[start of Data in this exercise]

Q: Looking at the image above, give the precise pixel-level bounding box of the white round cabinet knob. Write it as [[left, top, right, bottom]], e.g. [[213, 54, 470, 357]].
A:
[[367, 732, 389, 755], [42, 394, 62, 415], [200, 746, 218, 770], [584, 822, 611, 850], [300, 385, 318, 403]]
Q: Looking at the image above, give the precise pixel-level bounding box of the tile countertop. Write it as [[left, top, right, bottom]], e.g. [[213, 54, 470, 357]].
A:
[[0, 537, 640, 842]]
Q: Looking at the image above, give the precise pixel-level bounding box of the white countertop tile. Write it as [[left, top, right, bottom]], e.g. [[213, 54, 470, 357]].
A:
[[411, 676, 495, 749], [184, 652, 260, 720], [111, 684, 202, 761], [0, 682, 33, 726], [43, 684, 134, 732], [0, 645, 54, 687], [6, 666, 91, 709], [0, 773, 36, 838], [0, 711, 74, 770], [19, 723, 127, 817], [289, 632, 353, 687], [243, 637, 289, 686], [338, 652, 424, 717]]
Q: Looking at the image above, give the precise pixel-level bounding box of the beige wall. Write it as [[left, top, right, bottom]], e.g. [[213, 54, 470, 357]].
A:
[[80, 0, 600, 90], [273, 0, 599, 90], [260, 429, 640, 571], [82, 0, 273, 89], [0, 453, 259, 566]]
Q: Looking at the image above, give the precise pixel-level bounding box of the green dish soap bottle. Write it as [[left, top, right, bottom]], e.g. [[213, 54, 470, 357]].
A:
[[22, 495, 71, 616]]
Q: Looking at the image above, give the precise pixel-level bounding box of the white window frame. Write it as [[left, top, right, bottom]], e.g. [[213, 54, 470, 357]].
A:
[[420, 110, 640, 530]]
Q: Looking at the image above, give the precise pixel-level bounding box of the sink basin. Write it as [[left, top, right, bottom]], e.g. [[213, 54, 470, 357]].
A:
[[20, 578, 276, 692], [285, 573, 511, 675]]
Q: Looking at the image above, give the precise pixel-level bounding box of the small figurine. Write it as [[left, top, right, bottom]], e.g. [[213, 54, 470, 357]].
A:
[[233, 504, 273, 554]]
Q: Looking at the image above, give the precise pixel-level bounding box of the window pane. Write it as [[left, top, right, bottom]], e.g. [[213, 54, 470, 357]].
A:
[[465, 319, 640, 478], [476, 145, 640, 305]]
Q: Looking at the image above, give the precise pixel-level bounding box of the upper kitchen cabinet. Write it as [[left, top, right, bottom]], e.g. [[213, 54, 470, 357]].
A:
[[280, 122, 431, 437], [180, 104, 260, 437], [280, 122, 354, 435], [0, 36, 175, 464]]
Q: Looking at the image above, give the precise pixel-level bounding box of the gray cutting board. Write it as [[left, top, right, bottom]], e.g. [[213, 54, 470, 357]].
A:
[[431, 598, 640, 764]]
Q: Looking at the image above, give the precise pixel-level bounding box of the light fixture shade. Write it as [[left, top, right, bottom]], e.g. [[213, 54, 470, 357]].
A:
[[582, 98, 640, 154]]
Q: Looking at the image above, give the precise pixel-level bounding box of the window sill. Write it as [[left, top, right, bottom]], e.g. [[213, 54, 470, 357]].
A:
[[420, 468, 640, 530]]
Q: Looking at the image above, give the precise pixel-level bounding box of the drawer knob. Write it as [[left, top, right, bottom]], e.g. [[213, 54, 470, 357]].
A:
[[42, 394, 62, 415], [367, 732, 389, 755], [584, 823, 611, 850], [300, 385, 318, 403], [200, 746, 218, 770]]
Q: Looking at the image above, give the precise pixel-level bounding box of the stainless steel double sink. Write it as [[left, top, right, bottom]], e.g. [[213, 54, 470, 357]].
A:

[end of Data in this exercise]

• [Your objective]: Copy out the material above line for line, without changes, from its first line through its last.

• [Full solution]:
Q: Looking at the image above, give the precise pixel-level bounding box of the white round cabinet knob. Write it as [[left, top, right, bottom]], e.g. [[213, 54, 470, 357]].
A:
[[367, 732, 389, 755], [42, 394, 62, 415], [200, 746, 218, 770], [584, 822, 611, 850], [300, 385, 318, 403]]
Q: Looking at the image above, give the precise pixel-level bounding box of the tile countertop. Write it as [[left, top, right, bottom]], e.g. [[213, 54, 470, 357]].
A:
[[0, 537, 640, 842]]
Q: Looking at the image above, give the precise pixel-level bounding box of the white countertop tile. Write it as [[left, top, right, bottom]], e.g. [[213, 54, 470, 357]].
A:
[[411, 676, 495, 749], [184, 652, 260, 720], [111, 684, 202, 761], [0, 682, 33, 726], [43, 684, 134, 732], [0, 645, 54, 687], [6, 666, 91, 709], [0, 773, 36, 838], [0, 711, 74, 770], [19, 723, 127, 817], [289, 632, 353, 687], [243, 637, 289, 686], [338, 652, 424, 717]]
Q: Looking at the image above, give the precise pixel-level bounding box of the beige wall. Write it as [[left, top, right, bottom]], e.g. [[213, 54, 470, 357]].
A:
[[80, 0, 600, 90], [273, 0, 599, 90], [260, 429, 640, 571], [82, 0, 273, 89], [0, 453, 259, 566]]
Q: Looking at the image above, give the precise pixel-level bounding box of the green dish soap bottle. Write it as [[left, top, right, bottom]], e.g. [[213, 54, 470, 357]].
A:
[[22, 495, 71, 616]]
Q: Looking at the image above, give the precise pixel-level bounding box of the white window frame. Write it as [[left, top, right, bottom]], e.g. [[213, 54, 470, 357]].
A:
[[420, 110, 640, 530]]
Q: Looking at the image above, give the precise pixel-level bounding box of the sink basin. Write it as [[left, top, right, bottom]], e.g. [[213, 54, 470, 357]].
A:
[[20, 578, 276, 692], [285, 573, 511, 675]]
Q: Looking at the image above, give the precise pixel-level bounding box of the small figurine. Write it as [[left, top, right, bottom]], e.g. [[213, 54, 470, 357]].
A:
[[233, 504, 273, 554]]
Q: Looking at the image above, give the precise pixel-level bounding box of the window pane. Write it as [[left, top, right, bottom]], e.g. [[213, 54, 470, 357]].
A:
[[465, 319, 640, 478], [476, 145, 640, 305]]
Q: Looking at the image above, give the precise pixel-level bounding box of the upper kitchen cabinet. Write it as [[left, top, right, bottom]], e.g. [[213, 54, 470, 357]].
A:
[[280, 122, 431, 437], [180, 104, 260, 437], [280, 122, 354, 435], [0, 36, 175, 464]]
Q: Looking at the image above, give the precise pixel-level bounding box of the gray cutting board. Write it as [[left, top, right, bottom]], e.g. [[213, 54, 470, 357]].
A:
[[431, 598, 640, 764]]
Q: Looking at the image above, give the precise pixel-level bounding box of the light fixture shade. Write it as [[left, top, right, bottom]], e.g. [[213, 54, 470, 357]].
A:
[[582, 98, 640, 154]]
Q: Looking at the image above, give the precise pixel-level bounding box of the window sill. Write it as [[left, top, right, bottom]], e.g. [[213, 54, 470, 357]].
A:
[[420, 468, 640, 530]]
Q: Looking at the image above, give the precise pixel-level bounding box of the drawer knob. Write it as [[left, top, right, bottom]], e.g. [[213, 54, 470, 357]].
A:
[[42, 394, 62, 415], [367, 732, 389, 755], [584, 823, 611, 850], [300, 385, 318, 403], [200, 746, 218, 770]]
Q: Looking at the image above, give the precise pixel-level bounding box of the stainless steel double sink. Write it as [[left, top, right, bottom]], e.g. [[213, 54, 470, 357]].
A:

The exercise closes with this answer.